## Challenge
Copy exactly the lines from the one containing "Mark a point on each instance of the small" through the last line of the records, both included, and nothing more.

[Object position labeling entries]

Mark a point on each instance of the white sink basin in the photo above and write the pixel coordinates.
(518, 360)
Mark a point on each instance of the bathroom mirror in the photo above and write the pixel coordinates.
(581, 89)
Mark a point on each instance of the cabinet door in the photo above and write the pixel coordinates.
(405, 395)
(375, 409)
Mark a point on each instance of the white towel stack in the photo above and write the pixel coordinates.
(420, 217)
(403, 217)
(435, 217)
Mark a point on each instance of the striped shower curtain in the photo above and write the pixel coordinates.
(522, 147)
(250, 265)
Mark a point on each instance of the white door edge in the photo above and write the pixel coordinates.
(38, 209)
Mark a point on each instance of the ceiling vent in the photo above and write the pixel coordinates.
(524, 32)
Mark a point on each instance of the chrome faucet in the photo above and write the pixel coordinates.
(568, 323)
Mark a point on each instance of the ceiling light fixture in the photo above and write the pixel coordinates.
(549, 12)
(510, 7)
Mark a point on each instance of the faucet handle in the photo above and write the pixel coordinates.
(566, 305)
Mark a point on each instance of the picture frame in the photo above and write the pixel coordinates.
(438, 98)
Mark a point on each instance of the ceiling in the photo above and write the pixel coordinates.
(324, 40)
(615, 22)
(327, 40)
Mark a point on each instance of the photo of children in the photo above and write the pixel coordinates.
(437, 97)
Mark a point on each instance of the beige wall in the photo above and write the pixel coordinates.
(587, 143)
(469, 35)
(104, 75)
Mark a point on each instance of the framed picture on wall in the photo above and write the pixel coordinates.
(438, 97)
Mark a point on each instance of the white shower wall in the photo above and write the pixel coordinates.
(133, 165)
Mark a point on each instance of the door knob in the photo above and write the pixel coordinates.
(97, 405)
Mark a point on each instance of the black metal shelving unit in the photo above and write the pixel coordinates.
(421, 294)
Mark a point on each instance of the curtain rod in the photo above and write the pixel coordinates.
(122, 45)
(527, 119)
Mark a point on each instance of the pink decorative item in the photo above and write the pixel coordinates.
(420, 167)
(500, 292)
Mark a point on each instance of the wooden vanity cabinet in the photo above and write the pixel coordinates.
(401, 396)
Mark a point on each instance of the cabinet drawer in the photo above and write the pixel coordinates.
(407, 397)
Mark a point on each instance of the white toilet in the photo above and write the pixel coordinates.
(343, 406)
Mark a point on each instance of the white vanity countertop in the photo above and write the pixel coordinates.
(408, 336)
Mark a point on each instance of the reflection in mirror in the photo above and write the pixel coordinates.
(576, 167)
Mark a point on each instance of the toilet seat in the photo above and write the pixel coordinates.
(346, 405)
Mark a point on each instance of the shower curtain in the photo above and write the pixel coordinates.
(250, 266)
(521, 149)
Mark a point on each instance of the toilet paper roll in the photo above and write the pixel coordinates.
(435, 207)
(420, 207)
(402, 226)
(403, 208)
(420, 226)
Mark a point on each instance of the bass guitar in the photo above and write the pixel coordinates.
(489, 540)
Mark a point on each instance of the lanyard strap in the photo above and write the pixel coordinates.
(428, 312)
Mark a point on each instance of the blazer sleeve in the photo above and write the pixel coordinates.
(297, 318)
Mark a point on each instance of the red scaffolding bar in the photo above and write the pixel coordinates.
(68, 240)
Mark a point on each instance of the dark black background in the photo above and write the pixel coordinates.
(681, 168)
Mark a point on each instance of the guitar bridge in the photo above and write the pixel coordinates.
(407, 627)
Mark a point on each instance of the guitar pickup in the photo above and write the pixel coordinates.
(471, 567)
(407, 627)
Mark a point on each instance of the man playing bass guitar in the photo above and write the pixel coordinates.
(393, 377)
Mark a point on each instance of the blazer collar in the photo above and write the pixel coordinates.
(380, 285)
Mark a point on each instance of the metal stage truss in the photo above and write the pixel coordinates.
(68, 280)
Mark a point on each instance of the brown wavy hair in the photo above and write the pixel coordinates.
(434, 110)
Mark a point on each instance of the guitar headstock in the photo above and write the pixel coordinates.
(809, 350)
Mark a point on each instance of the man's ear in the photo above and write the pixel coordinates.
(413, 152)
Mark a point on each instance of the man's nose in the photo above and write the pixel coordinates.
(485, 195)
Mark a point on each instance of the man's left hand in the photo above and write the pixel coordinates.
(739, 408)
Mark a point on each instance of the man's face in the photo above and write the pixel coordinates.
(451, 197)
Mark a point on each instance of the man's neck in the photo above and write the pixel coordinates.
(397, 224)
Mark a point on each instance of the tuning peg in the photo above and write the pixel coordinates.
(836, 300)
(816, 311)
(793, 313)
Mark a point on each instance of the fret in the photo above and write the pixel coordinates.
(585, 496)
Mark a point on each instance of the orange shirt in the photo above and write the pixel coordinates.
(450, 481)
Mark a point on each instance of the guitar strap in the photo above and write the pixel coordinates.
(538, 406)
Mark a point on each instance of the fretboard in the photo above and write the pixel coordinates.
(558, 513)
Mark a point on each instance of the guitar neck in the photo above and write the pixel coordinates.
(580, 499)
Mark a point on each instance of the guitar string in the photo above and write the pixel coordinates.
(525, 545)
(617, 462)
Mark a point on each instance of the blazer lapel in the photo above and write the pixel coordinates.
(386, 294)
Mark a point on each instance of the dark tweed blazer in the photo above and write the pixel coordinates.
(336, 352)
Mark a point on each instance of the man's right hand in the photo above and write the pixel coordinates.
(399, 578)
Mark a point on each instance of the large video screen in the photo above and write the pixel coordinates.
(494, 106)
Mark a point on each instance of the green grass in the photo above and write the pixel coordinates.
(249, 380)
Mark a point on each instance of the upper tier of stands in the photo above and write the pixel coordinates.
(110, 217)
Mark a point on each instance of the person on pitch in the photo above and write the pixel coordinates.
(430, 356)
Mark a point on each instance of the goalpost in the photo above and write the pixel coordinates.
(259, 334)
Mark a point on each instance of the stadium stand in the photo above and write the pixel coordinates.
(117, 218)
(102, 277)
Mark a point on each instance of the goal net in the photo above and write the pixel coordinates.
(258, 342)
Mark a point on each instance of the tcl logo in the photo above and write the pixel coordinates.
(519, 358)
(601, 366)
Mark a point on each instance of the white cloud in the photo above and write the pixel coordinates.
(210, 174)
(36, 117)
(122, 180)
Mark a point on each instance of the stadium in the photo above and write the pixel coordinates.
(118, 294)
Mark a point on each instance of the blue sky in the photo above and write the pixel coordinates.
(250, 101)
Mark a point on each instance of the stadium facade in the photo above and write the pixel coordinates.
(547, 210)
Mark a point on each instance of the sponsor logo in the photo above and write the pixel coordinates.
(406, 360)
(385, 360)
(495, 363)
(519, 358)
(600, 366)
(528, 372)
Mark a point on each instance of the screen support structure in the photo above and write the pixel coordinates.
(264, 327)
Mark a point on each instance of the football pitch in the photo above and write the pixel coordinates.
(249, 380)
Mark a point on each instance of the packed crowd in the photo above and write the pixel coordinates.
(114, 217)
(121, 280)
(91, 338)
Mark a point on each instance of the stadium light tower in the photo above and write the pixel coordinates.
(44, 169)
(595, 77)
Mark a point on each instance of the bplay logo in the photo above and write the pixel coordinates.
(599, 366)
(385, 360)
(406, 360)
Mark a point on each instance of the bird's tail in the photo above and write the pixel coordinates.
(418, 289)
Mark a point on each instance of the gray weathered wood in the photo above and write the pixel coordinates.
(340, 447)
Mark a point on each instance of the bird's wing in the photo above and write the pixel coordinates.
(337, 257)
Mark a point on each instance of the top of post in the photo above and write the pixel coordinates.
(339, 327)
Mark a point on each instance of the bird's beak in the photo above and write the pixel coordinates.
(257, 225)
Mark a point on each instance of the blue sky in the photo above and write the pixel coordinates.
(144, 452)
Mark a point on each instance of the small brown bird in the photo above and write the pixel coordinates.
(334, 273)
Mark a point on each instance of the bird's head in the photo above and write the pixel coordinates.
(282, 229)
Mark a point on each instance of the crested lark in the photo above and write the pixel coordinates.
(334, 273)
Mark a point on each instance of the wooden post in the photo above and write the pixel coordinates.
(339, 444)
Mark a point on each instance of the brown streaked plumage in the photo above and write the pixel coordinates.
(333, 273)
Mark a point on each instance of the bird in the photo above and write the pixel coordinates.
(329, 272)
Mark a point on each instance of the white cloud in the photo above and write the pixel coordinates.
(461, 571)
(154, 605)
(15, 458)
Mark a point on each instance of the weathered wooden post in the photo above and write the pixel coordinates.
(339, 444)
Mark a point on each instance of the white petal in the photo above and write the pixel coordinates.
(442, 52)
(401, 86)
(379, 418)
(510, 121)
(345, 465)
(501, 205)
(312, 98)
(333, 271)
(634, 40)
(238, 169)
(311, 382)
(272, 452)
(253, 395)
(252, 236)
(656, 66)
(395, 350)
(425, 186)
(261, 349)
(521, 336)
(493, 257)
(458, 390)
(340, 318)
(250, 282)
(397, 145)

## Solution below
Mark a point on each instance of the small brown bird in the photo above and write the pixel coordinates.
(334, 273)
Mark a point on each instance of the bird's head in the photo above and write the pixel coordinates.
(282, 229)
Mark a point on each instance of the crested lark in the photo above and write the pixel coordinates.
(334, 273)
Mark a point on each instance of the wooden post in the photo above and write the pixel coordinates.
(339, 444)
Mark a point on each instance of the brown streaked plumage in the photo above and write the pixel coordinates.
(333, 273)
Mark a point on each instance of the bird in the photo above and write the pixel coordinates.
(329, 272)
Mark a point on each instance of the white cloud in the photo above and write the pixel coordinates.
(461, 571)
(154, 605)
(15, 458)
Mark a point on each instance of the weathered wooden post in the photo above and write the pixel coordinates.
(339, 444)
Mark a point on each instance of the white petal in the photo above and write the pixel coordinates.
(442, 52)
(401, 86)
(379, 418)
(510, 121)
(345, 465)
(501, 205)
(312, 98)
(333, 271)
(634, 40)
(238, 169)
(311, 382)
(272, 452)
(253, 395)
(252, 236)
(656, 66)
(395, 350)
(425, 186)
(261, 349)
(521, 336)
(493, 257)
(458, 390)
(340, 318)
(250, 282)
(397, 145)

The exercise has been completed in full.